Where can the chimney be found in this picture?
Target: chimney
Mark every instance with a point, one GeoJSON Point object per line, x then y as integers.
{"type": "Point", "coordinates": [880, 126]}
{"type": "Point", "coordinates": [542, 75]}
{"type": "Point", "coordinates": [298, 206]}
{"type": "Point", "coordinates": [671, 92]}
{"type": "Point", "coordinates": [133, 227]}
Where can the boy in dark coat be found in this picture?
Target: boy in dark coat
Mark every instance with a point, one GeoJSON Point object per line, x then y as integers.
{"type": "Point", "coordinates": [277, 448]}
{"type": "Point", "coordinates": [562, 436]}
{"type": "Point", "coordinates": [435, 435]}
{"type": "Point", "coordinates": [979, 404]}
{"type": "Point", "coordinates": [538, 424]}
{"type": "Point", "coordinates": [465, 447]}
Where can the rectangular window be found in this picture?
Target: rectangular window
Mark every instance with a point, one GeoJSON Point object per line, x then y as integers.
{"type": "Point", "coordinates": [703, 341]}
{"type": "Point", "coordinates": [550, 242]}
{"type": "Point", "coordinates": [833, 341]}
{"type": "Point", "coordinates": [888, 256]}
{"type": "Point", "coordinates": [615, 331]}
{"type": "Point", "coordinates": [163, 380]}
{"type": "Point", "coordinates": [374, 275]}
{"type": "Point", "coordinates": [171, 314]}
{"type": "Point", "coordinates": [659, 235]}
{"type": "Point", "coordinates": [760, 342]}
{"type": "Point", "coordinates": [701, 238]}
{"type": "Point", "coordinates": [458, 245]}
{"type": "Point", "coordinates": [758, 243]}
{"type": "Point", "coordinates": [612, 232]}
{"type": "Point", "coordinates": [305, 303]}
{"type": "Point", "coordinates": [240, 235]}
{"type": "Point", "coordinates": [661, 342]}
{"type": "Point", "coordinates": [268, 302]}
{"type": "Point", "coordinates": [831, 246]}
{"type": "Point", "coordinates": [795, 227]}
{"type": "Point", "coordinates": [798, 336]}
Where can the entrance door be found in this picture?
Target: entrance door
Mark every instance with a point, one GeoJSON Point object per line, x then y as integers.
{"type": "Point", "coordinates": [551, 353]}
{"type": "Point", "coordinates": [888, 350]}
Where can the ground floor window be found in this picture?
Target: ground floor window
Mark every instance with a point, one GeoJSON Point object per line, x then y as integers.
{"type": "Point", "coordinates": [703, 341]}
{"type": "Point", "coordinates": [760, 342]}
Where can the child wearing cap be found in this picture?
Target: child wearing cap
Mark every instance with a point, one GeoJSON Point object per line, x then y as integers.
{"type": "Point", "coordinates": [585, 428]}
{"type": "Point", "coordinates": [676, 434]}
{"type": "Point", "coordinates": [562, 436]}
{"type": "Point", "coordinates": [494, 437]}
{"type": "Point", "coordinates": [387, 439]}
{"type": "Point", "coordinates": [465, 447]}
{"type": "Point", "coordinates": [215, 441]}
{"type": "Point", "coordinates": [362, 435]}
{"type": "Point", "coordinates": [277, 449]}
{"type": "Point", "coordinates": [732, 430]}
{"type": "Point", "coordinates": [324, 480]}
+++
• What is needed:
In the material, take the part that opens with the line containing "Where can the child" and continues to the end of the material. Give that part back with "cap" changed to "hat" and everything else left as it is.

• Written answer:
Where can the child wearing hat be found in this picture?
Target: child wearing hat
Mark every instance with a point, one GeoJSON Point object per line, x then y as integers.
{"type": "Point", "coordinates": [585, 428]}
{"type": "Point", "coordinates": [676, 434]}
{"type": "Point", "coordinates": [562, 436]}
{"type": "Point", "coordinates": [494, 437]}
{"type": "Point", "coordinates": [387, 439]}
{"type": "Point", "coordinates": [465, 447]}
{"type": "Point", "coordinates": [215, 441]}
{"type": "Point", "coordinates": [362, 435]}
{"type": "Point", "coordinates": [277, 449]}
{"type": "Point", "coordinates": [732, 430]}
{"type": "Point", "coordinates": [324, 480]}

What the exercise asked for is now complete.